DIRECTIVE 1
Count the lines in the listing that contain the word "onlookers", and reply with the number alone.

The heart of Vulnerable Woman can be pierced by any arrow. She not only loves everyone with whom she comes in contact, she feels their pain and their anguish, which is a great help because it allows others to share their unbearable loads.

  • Poetman

Poetman can see things differently than anyone else; for example, he is able to see beauty where others see only ugliness and ugliness where others see only beauty. Poetman can take someone to distant worlds in no time at all and without needing a spaceship or spacesuit.

  • Quietman

Quietman is so quiet that everyone around him can hear themselves think and can even hear what other people are saying. Not much else can be said about him.

  • Uglygirl

Uglygirl came from another planet in another dimension in which the way she looked was exactly the way she should have looked and people there thought she looked as beautiful on the outside as she did on the inside, because they could actually see how she looked on the inside. On our planet, Earth, in our dimensions, she is still beautiful on the inside but nobody here can see that.

DIRECTIVE 2
Name every character the character sketches describe.

RECORDS FOR THIS EXERCISE

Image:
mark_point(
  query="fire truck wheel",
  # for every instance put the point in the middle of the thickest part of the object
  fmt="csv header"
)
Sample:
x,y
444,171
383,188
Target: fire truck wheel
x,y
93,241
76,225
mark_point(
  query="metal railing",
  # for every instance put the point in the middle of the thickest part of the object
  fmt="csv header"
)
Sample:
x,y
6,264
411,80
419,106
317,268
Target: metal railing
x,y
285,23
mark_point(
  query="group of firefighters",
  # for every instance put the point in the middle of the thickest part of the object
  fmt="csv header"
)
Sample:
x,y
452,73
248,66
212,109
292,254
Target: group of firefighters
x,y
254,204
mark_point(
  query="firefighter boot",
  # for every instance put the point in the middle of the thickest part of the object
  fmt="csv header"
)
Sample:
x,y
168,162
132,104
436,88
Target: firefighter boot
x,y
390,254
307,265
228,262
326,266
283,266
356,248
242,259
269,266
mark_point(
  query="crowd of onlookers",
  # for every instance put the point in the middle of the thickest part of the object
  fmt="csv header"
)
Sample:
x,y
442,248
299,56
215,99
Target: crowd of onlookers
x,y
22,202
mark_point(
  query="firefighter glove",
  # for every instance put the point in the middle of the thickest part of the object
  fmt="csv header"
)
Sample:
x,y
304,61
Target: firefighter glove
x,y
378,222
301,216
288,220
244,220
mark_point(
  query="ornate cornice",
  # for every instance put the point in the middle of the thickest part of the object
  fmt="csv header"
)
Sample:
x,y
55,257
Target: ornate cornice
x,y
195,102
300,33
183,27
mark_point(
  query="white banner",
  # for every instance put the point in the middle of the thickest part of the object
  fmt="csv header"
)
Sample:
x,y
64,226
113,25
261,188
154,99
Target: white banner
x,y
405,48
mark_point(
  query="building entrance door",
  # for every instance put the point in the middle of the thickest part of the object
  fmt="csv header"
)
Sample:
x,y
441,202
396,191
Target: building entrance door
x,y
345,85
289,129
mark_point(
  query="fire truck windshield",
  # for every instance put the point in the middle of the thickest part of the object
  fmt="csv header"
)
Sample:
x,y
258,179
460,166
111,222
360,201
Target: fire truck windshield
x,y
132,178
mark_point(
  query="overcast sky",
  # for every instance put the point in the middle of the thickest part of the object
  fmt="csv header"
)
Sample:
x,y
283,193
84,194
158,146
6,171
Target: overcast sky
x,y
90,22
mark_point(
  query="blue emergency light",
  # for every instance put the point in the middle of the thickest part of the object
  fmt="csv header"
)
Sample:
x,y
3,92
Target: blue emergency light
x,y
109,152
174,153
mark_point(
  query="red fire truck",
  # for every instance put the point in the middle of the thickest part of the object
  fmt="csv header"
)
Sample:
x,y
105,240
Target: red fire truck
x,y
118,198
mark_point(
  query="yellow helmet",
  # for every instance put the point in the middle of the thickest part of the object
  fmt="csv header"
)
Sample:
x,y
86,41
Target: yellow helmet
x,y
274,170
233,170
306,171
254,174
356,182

ANSWER 1
2

ANSWER 2
Vulnerable Woman, Poetman, Quietman, Uglygirl